== Zitierte Passage ==
• • • • • • •

Bevormundung ist ein lukratives Geschäft

Direkte Demokratie Bei "Hart aber fair" wurde gestern die Einführung bundesweiter Volksentscheide zerredet. Aber Kubicki sieht man ja immer gerne. Und die Nüsschen sind alle.

Bei diesem Beitrag handelt es sich um ein Blog aus der Freitag-Community.
Ihre Freitag-Redaktion

Oh war das schrecklich. Und anmaßend. Journalistisch schlecht vorbereitet, katastrophal gecastet, ziellos moderiert. Vielleicht war es wie immer, ich erwarte von Talkshows nur selten Erkenntnisse und habe mit ihnen entsprechend wenig Kontakt. Die Frage jedenfalls, ob auch in Deutschland direkte Demokratie auf Bundesebene eingeführt werden sollte, hat die Sendung „Hart aber fair“ am Montag allenfalls karikiert.

• • • • • • •

== Auflistung ==

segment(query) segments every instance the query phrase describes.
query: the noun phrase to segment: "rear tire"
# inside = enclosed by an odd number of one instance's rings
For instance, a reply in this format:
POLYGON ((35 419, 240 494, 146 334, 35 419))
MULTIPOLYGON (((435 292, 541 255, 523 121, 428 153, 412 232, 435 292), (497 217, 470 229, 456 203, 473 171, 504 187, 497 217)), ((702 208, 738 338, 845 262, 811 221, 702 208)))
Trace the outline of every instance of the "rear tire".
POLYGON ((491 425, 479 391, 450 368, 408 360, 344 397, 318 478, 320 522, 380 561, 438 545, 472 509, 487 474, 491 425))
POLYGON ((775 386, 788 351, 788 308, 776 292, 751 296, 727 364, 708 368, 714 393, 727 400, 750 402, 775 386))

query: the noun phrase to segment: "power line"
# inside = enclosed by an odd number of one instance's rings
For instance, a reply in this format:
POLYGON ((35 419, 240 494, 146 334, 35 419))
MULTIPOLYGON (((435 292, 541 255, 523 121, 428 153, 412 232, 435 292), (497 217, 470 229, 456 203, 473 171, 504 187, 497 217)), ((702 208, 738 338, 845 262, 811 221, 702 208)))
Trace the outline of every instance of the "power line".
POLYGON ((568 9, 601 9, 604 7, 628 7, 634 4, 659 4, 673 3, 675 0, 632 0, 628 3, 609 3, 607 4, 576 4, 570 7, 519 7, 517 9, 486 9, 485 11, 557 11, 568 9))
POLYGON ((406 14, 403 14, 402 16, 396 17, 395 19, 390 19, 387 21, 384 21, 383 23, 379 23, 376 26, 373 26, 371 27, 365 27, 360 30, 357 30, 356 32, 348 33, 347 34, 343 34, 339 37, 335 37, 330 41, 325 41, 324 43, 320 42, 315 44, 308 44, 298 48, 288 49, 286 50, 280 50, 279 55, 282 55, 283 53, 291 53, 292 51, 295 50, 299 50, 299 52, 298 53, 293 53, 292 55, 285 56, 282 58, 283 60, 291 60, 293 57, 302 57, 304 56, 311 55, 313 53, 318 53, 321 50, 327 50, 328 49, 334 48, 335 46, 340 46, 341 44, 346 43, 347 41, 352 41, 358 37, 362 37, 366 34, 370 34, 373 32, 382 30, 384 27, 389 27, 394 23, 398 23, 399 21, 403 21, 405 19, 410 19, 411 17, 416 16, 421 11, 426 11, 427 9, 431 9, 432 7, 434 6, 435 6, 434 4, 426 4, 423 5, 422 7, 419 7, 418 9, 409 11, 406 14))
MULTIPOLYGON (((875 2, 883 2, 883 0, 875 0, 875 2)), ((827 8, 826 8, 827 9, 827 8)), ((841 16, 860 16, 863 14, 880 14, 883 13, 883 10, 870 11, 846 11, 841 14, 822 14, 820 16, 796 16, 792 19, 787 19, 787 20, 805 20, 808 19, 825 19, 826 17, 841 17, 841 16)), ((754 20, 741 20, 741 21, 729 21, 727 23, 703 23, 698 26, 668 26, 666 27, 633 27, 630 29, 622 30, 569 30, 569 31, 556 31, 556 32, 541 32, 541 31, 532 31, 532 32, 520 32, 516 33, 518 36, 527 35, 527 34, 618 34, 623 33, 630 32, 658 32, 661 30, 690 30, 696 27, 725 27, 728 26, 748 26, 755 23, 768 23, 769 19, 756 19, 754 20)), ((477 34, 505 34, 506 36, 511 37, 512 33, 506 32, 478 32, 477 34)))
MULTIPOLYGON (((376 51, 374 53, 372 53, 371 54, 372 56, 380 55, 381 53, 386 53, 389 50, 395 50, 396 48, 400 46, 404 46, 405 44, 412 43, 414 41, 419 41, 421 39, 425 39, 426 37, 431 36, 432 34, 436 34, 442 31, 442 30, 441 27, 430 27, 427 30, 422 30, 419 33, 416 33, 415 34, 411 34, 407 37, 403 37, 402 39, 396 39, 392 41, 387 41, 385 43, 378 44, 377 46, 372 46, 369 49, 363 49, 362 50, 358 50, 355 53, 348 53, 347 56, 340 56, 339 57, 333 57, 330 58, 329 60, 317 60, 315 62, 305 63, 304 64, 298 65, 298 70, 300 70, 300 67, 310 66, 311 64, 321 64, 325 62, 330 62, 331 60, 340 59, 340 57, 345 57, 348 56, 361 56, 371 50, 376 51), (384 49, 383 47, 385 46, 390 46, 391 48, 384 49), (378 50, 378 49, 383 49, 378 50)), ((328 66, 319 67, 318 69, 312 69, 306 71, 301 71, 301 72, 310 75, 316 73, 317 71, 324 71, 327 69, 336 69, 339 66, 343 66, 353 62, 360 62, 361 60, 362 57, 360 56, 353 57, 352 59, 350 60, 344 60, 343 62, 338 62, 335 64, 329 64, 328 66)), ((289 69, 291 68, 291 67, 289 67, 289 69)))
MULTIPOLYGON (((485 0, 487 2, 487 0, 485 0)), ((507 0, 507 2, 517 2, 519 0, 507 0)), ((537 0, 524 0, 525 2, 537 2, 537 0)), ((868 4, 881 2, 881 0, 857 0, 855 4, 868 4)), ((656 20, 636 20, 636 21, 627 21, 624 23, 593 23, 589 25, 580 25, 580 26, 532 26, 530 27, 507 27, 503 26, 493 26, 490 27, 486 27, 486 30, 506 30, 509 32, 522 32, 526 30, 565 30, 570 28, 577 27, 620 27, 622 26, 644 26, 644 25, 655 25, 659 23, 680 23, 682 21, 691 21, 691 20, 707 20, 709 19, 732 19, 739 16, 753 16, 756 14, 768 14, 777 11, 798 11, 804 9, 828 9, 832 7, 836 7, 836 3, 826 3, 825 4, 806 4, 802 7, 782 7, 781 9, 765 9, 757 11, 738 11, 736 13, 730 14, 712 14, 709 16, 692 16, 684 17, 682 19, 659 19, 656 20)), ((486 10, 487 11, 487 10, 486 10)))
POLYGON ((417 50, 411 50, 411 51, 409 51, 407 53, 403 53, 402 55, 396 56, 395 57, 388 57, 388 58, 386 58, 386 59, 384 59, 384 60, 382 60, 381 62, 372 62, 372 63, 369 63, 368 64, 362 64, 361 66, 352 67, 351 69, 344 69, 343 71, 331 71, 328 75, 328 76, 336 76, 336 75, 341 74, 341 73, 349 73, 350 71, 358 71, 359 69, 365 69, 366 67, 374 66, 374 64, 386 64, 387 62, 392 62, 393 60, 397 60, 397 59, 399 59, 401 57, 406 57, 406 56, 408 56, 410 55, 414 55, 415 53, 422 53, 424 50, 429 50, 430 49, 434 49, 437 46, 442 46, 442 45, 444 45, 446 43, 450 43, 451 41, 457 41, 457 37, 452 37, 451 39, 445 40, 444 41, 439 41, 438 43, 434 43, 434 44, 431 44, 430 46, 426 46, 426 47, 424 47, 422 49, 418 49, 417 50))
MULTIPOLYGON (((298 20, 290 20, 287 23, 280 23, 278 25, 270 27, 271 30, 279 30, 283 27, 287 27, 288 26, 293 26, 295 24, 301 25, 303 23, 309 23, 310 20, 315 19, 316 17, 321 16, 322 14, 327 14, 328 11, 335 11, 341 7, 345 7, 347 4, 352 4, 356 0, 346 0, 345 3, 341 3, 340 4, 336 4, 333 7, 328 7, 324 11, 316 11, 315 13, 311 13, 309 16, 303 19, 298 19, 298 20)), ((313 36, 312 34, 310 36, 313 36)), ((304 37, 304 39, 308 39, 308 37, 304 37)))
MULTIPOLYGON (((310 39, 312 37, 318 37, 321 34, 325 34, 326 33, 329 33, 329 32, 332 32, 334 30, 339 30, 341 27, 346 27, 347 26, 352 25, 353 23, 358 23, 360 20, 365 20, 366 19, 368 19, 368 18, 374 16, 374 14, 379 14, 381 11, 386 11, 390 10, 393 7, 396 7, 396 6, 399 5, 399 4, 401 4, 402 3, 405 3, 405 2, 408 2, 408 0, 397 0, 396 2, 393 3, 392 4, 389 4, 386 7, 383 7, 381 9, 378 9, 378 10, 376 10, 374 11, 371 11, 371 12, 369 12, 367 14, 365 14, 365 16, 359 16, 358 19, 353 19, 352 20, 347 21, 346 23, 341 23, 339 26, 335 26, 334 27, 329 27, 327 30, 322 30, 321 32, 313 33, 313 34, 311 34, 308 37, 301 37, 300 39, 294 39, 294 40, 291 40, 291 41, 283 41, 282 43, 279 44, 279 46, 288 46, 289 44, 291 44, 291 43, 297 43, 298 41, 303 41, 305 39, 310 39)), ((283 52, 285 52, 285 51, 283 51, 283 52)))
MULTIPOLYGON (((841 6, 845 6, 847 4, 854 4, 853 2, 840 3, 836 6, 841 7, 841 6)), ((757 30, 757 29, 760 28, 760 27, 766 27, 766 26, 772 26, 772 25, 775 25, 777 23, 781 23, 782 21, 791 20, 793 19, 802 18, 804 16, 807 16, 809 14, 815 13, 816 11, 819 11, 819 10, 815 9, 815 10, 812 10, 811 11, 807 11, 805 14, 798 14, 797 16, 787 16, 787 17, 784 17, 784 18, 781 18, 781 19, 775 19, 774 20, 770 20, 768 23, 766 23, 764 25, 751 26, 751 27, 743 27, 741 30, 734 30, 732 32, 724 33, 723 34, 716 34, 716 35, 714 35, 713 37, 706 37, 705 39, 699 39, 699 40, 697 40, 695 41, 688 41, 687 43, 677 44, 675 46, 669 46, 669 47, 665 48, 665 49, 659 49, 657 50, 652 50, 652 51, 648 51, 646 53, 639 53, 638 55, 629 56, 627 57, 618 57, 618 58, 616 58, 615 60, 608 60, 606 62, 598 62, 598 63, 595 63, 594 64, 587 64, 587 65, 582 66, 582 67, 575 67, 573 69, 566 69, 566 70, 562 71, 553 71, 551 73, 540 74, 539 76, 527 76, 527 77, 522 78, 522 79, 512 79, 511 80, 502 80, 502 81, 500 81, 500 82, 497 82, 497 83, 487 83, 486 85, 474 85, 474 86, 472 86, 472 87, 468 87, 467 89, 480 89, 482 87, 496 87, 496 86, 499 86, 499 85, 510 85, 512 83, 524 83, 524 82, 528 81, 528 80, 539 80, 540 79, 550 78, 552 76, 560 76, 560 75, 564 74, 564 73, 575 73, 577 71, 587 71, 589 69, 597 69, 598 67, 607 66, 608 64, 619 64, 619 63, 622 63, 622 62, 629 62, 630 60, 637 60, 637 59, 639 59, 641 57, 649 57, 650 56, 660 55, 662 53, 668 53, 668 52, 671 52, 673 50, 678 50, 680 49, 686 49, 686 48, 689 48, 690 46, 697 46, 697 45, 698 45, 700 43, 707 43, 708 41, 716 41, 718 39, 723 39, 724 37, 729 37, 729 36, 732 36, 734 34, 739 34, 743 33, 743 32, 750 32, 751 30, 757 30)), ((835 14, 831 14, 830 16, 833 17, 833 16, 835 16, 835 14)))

• • • • • • •

== Aufgabenliste ==
1. Bitte überarbeite den Blogbeitrag über die Volksentscheid-Debatte von „Ihre Freitag-Redaktion“ bis „Montag allenfalls karikiert.“ und ersetze darin „Talkshows“ durch „Diskussionsrunden“.
2. Knüpf an das Ende des Blogbeitrags über die Volksentscheid-Debatte an und schreib ihn weiter.

== Antwortliste ==
1.
Ihre Freitag-Redaktion

Oh war das schrecklich. Und anmaßend. Journalistisch schlecht vorbereitet, katastrophal gecastet, ziellos moderiert. Vielleicht war es wie immer, ich erwarte von Diskussionsrunden nur selten Erkenntnisse und habe mit ihnen entsprechend wenig Kontakt. Die Frage jedenfalls, ob auch in Deutschland direkte Demokratie auf Bundesebene eingeführt werden sollte, hat die Sendung „Hart aber fair“ am Montag allenfalls karikiert.

2.
Dabei war das Thema einfach und uralt: Es gibt in Deutschland keine Volksentscheide auf Bundesebene, sondern nur alle vier Jahre Bundestagswahlen - obwohl das Grundgesetz in Artikel 20 bekanntlich Abstimmungen vorsieht und dieser Passus auch noch der Ewigkeitsklausel unterliegt, also nicht änderbar ist. Weshalb also haben wir immer noch keine Volksabstimmungen?

Das lässt sich recherchieren. Dazu darf man natürlich nicht nur Profiteure des bisherigen Systems nach ihren Meinungen fragen, man muss schon selber prüfen. Eigentlich Teil des Kleinen Einmaleins im Journalismus.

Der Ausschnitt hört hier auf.